(Records from a data collection)
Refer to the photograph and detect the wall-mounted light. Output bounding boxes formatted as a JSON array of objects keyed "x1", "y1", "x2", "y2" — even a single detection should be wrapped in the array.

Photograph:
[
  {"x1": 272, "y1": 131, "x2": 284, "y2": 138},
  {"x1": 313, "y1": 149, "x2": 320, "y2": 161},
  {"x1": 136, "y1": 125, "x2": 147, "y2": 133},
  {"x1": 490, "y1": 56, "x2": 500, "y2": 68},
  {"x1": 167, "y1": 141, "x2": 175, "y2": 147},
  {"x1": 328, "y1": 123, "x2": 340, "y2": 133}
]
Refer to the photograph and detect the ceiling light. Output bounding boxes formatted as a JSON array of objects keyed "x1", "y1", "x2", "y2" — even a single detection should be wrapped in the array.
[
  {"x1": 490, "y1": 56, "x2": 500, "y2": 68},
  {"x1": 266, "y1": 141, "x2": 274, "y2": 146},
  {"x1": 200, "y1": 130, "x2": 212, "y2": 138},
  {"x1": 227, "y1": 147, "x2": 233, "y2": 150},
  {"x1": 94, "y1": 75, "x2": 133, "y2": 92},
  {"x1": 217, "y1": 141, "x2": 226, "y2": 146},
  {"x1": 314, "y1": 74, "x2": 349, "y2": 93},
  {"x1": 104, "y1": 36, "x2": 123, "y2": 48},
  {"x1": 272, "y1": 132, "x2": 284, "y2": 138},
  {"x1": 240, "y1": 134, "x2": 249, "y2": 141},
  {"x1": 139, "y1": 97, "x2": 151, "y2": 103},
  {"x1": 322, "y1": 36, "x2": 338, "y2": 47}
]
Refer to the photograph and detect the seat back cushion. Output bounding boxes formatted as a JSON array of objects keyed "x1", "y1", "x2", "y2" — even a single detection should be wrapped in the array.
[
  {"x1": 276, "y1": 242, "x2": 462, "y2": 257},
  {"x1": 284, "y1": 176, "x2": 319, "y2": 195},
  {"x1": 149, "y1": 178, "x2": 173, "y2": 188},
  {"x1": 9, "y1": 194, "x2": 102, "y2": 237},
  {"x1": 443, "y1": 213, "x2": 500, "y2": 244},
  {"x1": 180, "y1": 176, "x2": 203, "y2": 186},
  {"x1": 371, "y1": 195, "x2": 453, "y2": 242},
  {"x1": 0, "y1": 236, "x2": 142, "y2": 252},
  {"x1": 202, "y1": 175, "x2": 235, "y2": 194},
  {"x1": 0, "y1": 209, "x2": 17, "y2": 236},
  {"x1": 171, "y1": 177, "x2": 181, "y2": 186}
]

(INSTRUCTIONS TO FOLLOW) Could every entry above be printed again, word for word?

(WRITTEN SOLUTION)
Refer to the photograph and detect the wall-mounted light. Output bounding boxes formatted as a JSON array of objects keyed "x1", "y1", "x2", "y2" — even a single detection should be wrapped in the array.

Photograph:
[
  {"x1": 272, "y1": 131, "x2": 284, "y2": 138},
  {"x1": 313, "y1": 149, "x2": 320, "y2": 161},
  {"x1": 136, "y1": 125, "x2": 147, "y2": 133},
  {"x1": 490, "y1": 56, "x2": 500, "y2": 68},
  {"x1": 167, "y1": 141, "x2": 175, "y2": 147},
  {"x1": 328, "y1": 123, "x2": 340, "y2": 133}
]
Refer to the photograph and detect the ceiling light. Output bounding boxes formatted as a JSON array of objects keyed "x1", "y1", "x2", "y2" — even a single detection should be wrapped in the array.
[
  {"x1": 490, "y1": 56, "x2": 500, "y2": 68},
  {"x1": 266, "y1": 141, "x2": 274, "y2": 146},
  {"x1": 200, "y1": 130, "x2": 212, "y2": 138},
  {"x1": 227, "y1": 147, "x2": 233, "y2": 150},
  {"x1": 94, "y1": 75, "x2": 133, "y2": 92},
  {"x1": 217, "y1": 141, "x2": 226, "y2": 146},
  {"x1": 314, "y1": 74, "x2": 349, "y2": 93},
  {"x1": 104, "y1": 36, "x2": 123, "y2": 48},
  {"x1": 272, "y1": 132, "x2": 284, "y2": 138},
  {"x1": 240, "y1": 134, "x2": 249, "y2": 141},
  {"x1": 139, "y1": 97, "x2": 151, "y2": 103},
  {"x1": 322, "y1": 36, "x2": 338, "y2": 47}
]
Refer to the photograph and detect the seat back cushion. Output bounding boxes formatted as a JSON array of objects keyed "x1", "y1", "x2", "y2" — even a single detection should be wrapped in the array.
[
  {"x1": 276, "y1": 242, "x2": 462, "y2": 257},
  {"x1": 284, "y1": 176, "x2": 319, "y2": 195},
  {"x1": 149, "y1": 178, "x2": 173, "y2": 188},
  {"x1": 9, "y1": 194, "x2": 102, "y2": 237},
  {"x1": 443, "y1": 213, "x2": 500, "y2": 244},
  {"x1": 180, "y1": 176, "x2": 203, "y2": 186},
  {"x1": 371, "y1": 195, "x2": 453, "y2": 242},
  {"x1": 0, "y1": 236, "x2": 142, "y2": 252},
  {"x1": 202, "y1": 175, "x2": 235, "y2": 194},
  {"x1": 0, "y1": 209, "x2": 17, "y2": 236},
  {"x1": 171, "y1": 177, "x2": 181, "y2": 186}
]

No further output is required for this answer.